__DIRECTIONS FOR THIS TASK__
All of the listing should be returned as written, apart from any picture in it.

__EXERCISE MATERIAL__
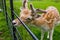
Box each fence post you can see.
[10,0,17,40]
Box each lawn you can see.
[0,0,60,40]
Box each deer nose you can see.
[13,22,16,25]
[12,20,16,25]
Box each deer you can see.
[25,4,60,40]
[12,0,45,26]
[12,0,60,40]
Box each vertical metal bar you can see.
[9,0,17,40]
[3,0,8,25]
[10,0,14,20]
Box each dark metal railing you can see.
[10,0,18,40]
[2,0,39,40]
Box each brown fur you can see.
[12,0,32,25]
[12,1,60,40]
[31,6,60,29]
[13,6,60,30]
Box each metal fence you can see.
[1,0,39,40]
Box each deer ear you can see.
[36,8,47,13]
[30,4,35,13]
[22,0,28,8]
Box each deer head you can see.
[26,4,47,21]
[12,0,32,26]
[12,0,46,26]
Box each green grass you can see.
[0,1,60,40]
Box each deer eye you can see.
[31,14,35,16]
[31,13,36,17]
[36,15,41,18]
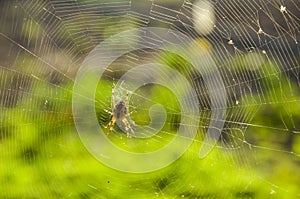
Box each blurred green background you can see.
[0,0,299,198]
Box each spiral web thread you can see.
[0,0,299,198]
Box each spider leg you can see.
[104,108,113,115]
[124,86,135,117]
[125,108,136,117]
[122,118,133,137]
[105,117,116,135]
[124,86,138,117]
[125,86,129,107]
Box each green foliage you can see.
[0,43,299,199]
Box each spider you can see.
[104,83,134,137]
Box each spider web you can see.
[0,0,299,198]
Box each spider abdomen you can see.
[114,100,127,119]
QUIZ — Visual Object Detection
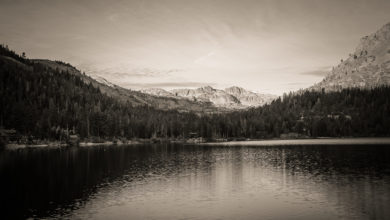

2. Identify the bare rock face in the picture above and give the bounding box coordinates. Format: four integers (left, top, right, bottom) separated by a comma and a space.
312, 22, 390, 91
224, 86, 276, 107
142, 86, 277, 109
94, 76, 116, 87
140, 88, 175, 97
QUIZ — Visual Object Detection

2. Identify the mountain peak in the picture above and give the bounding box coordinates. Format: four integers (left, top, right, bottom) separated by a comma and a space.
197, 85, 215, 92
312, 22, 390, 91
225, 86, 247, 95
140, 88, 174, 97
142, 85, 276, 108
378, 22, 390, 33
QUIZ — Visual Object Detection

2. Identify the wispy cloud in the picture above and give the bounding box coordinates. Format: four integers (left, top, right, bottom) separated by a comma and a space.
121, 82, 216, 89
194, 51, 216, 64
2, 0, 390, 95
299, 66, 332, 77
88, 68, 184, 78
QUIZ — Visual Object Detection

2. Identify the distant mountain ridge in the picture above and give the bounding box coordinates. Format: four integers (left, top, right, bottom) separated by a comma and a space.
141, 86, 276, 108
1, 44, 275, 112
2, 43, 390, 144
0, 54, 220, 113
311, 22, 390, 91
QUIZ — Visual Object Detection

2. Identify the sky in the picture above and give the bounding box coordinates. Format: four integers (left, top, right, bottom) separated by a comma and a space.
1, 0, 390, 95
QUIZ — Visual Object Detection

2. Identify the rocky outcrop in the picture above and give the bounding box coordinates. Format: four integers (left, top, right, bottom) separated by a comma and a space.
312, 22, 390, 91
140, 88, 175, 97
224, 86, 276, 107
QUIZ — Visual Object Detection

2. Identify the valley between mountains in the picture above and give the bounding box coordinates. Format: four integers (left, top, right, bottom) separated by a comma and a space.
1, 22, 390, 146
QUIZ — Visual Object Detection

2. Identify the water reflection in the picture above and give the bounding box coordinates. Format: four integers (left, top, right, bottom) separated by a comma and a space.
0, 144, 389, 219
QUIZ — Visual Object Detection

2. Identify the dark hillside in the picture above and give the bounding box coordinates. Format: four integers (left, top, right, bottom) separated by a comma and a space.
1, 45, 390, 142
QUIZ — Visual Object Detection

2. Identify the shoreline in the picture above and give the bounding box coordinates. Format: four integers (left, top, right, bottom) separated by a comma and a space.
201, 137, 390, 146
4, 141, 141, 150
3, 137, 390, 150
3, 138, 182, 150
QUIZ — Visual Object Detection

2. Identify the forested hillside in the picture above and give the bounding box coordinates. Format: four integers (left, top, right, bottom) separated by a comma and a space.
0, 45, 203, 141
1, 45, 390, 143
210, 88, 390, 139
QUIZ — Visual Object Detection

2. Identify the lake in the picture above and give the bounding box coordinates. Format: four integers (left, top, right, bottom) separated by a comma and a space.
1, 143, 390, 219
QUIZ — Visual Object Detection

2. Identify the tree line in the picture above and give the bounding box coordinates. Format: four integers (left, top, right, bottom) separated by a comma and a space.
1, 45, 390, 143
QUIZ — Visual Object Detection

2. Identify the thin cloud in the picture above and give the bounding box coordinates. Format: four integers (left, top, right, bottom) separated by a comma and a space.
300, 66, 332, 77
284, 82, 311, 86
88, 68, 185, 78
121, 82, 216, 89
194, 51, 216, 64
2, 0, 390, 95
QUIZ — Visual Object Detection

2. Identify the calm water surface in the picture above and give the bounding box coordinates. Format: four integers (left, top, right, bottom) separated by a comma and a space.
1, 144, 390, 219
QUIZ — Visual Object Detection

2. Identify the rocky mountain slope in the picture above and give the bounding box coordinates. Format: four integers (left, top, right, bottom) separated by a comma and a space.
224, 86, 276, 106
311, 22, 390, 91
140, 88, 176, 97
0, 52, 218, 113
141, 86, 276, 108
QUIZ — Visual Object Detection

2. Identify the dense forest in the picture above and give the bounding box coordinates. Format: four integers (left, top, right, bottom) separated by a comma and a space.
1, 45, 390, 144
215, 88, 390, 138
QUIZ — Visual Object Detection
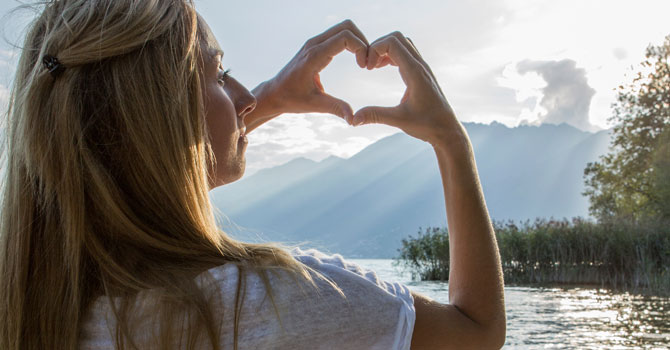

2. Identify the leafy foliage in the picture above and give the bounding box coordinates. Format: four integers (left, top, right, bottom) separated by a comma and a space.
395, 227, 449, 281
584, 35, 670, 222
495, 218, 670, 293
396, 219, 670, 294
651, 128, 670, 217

__RESULT__
Box each fence post you can see.
[10,0,17,40]
Box each lawn you can see.
[0,0,60,40]
Box each deer nose you can see.
[13,22,16,25]
[12,20,16,25]
Box each deer you can see.
[25,4,60,40]
[12,0,45,26]
[12,0,60,40]
Box each vertical metal bar you can see.
[9,0,17,40]
[3,0,8,25]
[10,0,14,20]
Box each dark metal railing you can see.
[10,0,18,40]
[2,0,39,40]
Box each brown fur you can see.
[12,0,32,25]
[12,1,60,40]
[31,6,60,29]
[13,6,60,30]
Box each metal fence you can see.
[1,0,39,40]
Box each deer ear you can see.
[36,8,47,13]
[30,4,35,13]
[22,0,28,8]
Box each deer head you can see.
[26,4,47,21]
[12,0,32,26]
[12,0,46,26]
Box each green grass you can see.
[0,1,60,40]
Box each deer eye you can see.
[31,14,35,16]
[31,13,36,17]
[36,15,41,18]
Box each blurred green background you can see.
[0,0,299,198]
Box each spiral web thread you can see.
[0,0,299,198]
Box each spider leg you can see.
[104,108,113,115]
[124,86,135,117]
[125,108,136,117]
[122,118,133,137]
[105,117,116,135]
[124,86,138,117]
[125,86,129,107]
Box each green foliage you can see.
[0,43,299,199]
Box each spider you can see.
[104,83,134,137]
Box each spider web you can see.
[0,0,299,198]
Box each spider abdomen you can see.
[114,100,127,119]
QUIZ — Visual Object Detection

2. Identify the bare rock face in the picture above and give the bounding box coordinates. Format: four integers (left, top, right, bottom) separated by a comma and a space.
312, 22, 390, 91
224, 86, 276, 107
142, 86, 277, 109
94, 76, 116, 87
140, 88, 175, 97
QUIZ — Visual Object Detection

2. Identify the mountain peak in the picture above and give the bounding box coordinates. Format: four integers (left, top, right, bottom) separated by a comma and a space.
197, 85, 215, 92
312, 22, 390, 91
225, 86, 247, 95
140, 88, 174, 97
142, 85, 276, 108
378, 22, 390, 33
QUIZ — Visual Object Detection

2. Identify the wispy cloud in the picture above and give the bounding box coordinates. Format: four integers (left, top, right, bottom) separated by a comma and a space.
121, 82, 216, 89
194, 51, 216, 64
2, 0, 390, 95
299, 66, 332, 77
88, 68, 184, 78
QUIZ — Visual Object Detection

2. Identify the distant mountain ridge in the picture above and give the bounding box coordinates. Format: four integers (left, top, right, bottom) separated by a comma and a space.
141, 86, 276, 108
1, 44, 275, 112
2, 43, 390, 144
0, 54, 220, 113
311, 22, 390, 91
QUIZ — Visual Object Detection

2. Identify the sky in the picture above and give the bounding box coordinates. Format: four integers (left, top, right, bottom) separated by a comma and a space.
1, 0, 390, 95
QUIZ — Visual Object Detection

2. Identify the rocky outcrop in the picture above and give the bounding box coordinates. Format: four integers (left, top, right, bottom) separated by a comma and a space.
312, 22, 390, 91
140, 88, 175, 97
224, 86, 276, 107
QUIZ — Visual Object Detection

2. Identify the valley between mountains in the picture above and give the bounding box coordinates. Format: four integers (left, top, right, bottom) separated by a comma and a space.
1, 22, 390, 146
QUIZ — Visual Object Detection

2. Identify the water reflection in the picture above and give the bounding box coordinates. Format: four integers (left, top, right, bottom) separated by a comma and a space.
0, 144, 389, 219
QUIZ — Visual Object Detection

2. Identify the dark hillside in the picture above and give the bounding box coordinates. Format: four integers (left, top, right, bottom) separated by a comma and a space.
1, 45, 390, 142
QUIZ — Visual Object Detection

2. Identify the shoreline in the picture above and give the bounding box coordinates. Format: four integers (left, top, right, bottom) separated by a comma and a space.
201, 137, 390, 146
4, 141, 141, 150
3, 137, 390, 150
3, 138, 182, 150
QUIZ — Visual Object Detection

2. Identify the forested hillside in the picture above and give the bounding box coordinates. Format: four integers (left, top, right, bottom) separated by a comma and a space.
0, 45, 203, 141
1, 45, 390, 143
210, 88, 390, 139
QUIZ — Visual Object Detection

2. Identify the lake in the picture above and give the bounding box coordinates. Format: four integers (left, top, right, bottom) separated by a comma and a space.
1, 143, 390, 219
QUIZ — Visual Object Detection

2. Identify the tree line in the picture above and give the bounding box coordinates. Format: four integers (left, top, right, bottom) separated by a comma and a space.
1, 45, 390, 143
QUIZ — Visual Object Detection

2. Identify the thin cloud in the picture above and give the bounding box coordinates. Format: four integers (left, top, right, bottom) separated by a comma and a space.
300, 66, 332, 77
284, 82, 311, 86
88, 68, 185, 78
121, 82, 216, 89
194, 51, 216, 64
2, 0, 390, 95
QUIZ — Visual Object Detection

2. Identify the calm water surface in the picture above and give the bounding box coordinates. Format: four integers (left, top, right, bottom) separated by a comma and a space.
1, 144, 390, 219
QUIZ — Visual Object Detection

2. Identify the rocky mountain slope in the picture above and give the bounding box coordinates. Format: four integers (left, top, right, bottom) separated by a comma and a space.
224, 86, 276, 106
311, 22, 390, 91
140, 88, 176, 97
0, 52, 218, 113
141, 86, 276, 108
QUIZ — Visual Object Detection

2. Identify the dense forest in the picture above and give the bounding box coordinates. Format: four integers (left, top, right, bottom) separated by a comma and a space.
1, 45, 390, 144
215, 88, 390, 138
QUIZ — Visual Object Detection

2. Identify the leafy foliage in the picture above and give the bounding box coordinates. Format: four integers (left, top, right, bottom) separated by a comma and a space.
395, 227, 449, 281
584, 35, 670, 222
495, 218, 670, 293
396, 219, 670, 294
651, 128, 670, 217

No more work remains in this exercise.